Rewrite the stretch of rows from the line containing "of the race" through the end of the rows, replacing each "keypoint" with "marker" and leaving everything else unchanged.
— start of Entries —
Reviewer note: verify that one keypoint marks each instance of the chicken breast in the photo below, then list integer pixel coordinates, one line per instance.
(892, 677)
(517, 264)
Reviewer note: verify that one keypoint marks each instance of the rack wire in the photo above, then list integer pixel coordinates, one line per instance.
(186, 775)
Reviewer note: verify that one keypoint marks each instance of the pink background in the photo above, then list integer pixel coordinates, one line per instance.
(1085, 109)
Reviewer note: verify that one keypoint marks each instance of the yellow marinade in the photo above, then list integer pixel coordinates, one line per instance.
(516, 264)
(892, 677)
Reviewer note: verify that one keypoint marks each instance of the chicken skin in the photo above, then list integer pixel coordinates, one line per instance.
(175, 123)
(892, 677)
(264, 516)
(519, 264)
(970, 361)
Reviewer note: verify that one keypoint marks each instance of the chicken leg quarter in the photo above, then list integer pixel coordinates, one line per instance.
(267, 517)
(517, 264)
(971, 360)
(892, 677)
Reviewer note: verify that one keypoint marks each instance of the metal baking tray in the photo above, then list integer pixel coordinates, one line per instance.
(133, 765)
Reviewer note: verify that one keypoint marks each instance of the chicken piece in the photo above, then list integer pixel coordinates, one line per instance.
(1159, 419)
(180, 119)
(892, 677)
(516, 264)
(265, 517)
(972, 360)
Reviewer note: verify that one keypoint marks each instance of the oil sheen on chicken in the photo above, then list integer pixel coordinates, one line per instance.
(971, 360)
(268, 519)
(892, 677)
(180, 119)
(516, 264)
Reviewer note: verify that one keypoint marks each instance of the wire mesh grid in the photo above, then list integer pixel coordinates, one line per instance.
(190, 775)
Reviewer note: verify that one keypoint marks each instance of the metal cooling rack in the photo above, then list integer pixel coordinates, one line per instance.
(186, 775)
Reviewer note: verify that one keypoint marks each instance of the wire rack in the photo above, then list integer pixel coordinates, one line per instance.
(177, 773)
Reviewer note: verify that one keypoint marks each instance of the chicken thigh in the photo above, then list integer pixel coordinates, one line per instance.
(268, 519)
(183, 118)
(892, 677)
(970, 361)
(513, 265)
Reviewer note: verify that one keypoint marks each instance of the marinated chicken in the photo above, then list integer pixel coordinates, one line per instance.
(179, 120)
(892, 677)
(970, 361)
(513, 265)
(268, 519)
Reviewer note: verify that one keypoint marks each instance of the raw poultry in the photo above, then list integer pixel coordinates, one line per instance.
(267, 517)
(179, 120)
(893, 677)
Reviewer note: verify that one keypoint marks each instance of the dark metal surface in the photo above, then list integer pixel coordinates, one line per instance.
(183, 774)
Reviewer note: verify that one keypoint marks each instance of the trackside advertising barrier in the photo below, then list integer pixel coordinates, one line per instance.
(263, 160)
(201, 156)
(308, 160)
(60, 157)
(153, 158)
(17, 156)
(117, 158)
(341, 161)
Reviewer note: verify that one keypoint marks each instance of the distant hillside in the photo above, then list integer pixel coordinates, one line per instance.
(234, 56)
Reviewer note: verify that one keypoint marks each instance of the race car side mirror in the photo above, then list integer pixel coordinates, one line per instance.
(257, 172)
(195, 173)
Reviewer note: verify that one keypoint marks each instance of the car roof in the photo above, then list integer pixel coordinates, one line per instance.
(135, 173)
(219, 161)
— end of Entries —
Finished exercise:
Reviewer note: verify that one marker marks each instance of the race car side mirror in the photo above, then list integer pixel coordinates, one line per instance.
(257, 172)
(195, 173)
Reviewer note: verify that one marker marks each instance of the car roof in the photo above, then list integer pixel coordinates, one line per instance.
(135, 173)
(219, 161)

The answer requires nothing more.